▶ Data to process:
begin

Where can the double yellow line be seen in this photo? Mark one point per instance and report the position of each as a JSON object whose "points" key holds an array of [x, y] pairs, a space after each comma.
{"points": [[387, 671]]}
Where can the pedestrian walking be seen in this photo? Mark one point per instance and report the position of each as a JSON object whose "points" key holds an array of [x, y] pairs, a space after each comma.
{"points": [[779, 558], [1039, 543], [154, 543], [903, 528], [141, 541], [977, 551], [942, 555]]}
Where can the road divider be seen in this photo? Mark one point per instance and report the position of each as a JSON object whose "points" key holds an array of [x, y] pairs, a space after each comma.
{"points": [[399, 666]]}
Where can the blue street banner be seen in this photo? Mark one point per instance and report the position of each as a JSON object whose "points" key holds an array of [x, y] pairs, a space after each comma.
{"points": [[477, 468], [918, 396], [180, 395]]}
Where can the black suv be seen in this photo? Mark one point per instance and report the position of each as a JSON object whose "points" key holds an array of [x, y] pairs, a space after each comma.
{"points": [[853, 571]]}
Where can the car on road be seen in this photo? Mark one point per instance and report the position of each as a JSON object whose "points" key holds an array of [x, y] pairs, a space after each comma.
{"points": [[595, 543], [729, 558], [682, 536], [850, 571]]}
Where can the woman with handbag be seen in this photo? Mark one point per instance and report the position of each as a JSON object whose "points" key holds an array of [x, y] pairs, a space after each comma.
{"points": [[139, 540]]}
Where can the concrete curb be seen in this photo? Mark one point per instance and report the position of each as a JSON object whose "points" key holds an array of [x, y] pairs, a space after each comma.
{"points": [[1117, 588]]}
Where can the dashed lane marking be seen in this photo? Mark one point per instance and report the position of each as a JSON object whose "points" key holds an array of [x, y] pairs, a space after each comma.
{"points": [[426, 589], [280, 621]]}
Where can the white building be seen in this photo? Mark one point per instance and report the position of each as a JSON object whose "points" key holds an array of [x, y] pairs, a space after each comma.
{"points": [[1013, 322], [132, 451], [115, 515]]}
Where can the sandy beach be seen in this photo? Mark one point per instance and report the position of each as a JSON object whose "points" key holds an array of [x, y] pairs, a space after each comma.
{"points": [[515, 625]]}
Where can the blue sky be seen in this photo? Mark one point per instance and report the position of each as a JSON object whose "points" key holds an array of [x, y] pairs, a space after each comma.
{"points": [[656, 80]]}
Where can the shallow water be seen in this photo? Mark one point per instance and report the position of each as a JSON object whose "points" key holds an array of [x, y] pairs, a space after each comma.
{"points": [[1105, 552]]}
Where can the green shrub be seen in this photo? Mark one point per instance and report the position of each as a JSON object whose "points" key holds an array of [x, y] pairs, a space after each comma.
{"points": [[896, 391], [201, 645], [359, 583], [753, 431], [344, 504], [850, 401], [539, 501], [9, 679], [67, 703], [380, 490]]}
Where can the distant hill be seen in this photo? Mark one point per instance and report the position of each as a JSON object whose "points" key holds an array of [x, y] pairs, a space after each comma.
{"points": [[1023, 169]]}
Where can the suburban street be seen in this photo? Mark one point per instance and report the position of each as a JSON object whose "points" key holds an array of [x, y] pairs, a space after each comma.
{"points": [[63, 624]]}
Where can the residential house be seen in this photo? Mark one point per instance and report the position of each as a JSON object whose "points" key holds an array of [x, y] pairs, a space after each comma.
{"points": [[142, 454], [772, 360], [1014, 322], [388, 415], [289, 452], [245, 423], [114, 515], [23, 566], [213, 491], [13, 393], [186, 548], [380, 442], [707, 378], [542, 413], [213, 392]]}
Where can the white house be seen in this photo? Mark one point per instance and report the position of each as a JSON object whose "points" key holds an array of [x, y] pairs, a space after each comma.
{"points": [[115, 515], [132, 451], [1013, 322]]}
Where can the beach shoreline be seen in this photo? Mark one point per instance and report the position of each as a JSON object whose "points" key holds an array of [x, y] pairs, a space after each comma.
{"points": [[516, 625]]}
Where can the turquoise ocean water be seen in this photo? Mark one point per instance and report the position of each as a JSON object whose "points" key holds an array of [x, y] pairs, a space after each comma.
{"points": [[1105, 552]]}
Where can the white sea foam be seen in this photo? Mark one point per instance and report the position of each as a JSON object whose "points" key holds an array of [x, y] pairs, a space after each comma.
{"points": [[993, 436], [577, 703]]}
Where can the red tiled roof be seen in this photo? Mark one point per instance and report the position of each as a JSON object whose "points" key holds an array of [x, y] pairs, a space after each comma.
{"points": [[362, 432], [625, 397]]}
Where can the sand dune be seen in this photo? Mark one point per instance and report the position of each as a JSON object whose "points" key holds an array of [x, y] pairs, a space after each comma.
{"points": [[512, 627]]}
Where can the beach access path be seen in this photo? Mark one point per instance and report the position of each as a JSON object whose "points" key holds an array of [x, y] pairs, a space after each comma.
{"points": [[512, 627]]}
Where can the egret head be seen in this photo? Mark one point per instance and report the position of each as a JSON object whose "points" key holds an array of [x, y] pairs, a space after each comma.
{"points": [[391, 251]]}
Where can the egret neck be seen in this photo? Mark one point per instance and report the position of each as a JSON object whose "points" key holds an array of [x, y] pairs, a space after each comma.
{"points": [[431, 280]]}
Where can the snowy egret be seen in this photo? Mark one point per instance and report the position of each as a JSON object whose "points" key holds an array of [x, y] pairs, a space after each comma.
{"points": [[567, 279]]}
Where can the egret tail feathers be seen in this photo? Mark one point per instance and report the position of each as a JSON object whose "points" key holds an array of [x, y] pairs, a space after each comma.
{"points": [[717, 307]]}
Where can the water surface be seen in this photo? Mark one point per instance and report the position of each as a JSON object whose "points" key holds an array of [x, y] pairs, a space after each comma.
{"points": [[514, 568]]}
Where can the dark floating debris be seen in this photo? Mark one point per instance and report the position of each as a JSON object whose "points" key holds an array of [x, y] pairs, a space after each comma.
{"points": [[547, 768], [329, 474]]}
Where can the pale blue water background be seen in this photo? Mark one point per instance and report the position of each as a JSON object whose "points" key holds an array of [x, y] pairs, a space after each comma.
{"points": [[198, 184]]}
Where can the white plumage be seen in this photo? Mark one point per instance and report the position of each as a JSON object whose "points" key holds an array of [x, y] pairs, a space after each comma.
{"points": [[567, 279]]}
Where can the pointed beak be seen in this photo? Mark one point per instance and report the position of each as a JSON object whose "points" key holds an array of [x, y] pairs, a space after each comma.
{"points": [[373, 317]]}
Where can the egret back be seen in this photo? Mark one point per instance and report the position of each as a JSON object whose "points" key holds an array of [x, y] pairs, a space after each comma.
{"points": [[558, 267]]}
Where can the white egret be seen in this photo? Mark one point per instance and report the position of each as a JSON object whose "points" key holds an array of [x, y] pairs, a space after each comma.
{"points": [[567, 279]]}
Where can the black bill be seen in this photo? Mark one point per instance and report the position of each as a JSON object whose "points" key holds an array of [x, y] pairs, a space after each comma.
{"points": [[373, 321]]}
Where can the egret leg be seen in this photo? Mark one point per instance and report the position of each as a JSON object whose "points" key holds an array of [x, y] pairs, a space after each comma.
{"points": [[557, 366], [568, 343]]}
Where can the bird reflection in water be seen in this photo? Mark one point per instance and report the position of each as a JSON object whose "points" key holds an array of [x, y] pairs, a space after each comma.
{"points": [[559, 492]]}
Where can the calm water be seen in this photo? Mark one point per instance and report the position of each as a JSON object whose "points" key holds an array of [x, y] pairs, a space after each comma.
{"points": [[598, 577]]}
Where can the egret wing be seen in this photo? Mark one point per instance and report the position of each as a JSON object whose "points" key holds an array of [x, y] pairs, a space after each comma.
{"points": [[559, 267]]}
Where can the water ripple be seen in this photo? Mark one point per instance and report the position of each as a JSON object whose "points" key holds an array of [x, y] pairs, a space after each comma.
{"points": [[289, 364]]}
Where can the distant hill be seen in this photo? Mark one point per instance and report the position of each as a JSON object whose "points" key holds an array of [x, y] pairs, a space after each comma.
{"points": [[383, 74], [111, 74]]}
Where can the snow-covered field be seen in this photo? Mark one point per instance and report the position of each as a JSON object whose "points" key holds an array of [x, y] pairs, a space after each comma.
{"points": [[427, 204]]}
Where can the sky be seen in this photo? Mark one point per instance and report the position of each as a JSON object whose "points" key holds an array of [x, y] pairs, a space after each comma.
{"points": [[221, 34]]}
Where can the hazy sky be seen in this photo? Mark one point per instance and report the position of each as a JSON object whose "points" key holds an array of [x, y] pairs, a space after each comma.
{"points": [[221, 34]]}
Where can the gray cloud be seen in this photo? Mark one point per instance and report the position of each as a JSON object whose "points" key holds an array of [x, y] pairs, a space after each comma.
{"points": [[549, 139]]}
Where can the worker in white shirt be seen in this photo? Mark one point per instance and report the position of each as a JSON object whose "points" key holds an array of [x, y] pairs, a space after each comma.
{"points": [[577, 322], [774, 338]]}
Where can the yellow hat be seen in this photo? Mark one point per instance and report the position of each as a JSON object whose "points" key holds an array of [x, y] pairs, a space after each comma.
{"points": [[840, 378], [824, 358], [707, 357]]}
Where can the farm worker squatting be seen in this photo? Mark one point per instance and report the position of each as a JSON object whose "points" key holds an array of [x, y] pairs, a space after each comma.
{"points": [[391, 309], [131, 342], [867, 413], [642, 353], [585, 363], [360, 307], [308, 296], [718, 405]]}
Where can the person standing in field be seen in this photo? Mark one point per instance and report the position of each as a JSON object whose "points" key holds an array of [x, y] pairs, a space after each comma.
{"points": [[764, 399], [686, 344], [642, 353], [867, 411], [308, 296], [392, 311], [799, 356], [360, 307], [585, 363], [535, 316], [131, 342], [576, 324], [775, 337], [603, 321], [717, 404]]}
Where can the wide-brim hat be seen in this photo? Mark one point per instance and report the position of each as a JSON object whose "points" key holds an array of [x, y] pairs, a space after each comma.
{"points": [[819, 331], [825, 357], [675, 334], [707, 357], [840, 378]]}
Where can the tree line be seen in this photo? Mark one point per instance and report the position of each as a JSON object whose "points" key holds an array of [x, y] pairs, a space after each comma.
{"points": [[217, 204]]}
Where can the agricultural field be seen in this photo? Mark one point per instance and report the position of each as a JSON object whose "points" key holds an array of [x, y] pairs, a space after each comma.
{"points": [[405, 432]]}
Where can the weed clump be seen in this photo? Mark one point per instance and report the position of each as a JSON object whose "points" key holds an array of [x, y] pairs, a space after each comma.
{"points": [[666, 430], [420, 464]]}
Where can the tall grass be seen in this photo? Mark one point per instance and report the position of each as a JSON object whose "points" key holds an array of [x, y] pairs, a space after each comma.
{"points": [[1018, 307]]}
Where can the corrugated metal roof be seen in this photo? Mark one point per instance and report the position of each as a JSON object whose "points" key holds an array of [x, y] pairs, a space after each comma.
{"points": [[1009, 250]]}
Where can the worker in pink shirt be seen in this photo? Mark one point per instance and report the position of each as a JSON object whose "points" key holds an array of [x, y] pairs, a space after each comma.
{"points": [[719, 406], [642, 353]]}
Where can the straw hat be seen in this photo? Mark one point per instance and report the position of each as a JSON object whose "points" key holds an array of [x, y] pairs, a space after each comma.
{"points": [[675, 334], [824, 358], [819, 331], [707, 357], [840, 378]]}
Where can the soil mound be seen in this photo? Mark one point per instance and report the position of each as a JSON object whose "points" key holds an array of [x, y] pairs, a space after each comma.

end

▶ Problem to work on:
Reproduce, word for word, only the lines from the one that contains "Where can the tall" through the final line.

▶ Solution to this exercise:
Where can the tall grass be seen in this photo? Mark one point per instance and report the position of each as a JSON object whose "points" key holds an array of [x, y] pairs, a space after each comma.
{"points": [[1018, 307]]}
Where can the corrugated metal roof be seen in this photo? Mark one point per instance and report the position of each as a JSON object whose "points" key holds an array of [x, y] pairs, a space after each comma.
{"points": [[1009, 250]]}
Where can the worker in pink shirt be seen in this photo? Mark one point per instance and report the position of each as a JSON object whose "points" key holds an array of [x, y] pairs, a space after each comma.
{"points": [[719, 406], [642, 353]]}
Where can the straw hat be seen in this photo? Mark one point per instance and report the position of each as a JSON object whose "points" key holds an array of [x, y] pairs, a space after each comma.
{"points": [[675, 334], [824, 358], [819, 331], [707, 357], [840, 378]]}
Where can the soil mound be seen in this photo? Mark one point per instance and report the position of each as a JSON object whose "points" key holds an array of [x, y] pairs, a space after each comma.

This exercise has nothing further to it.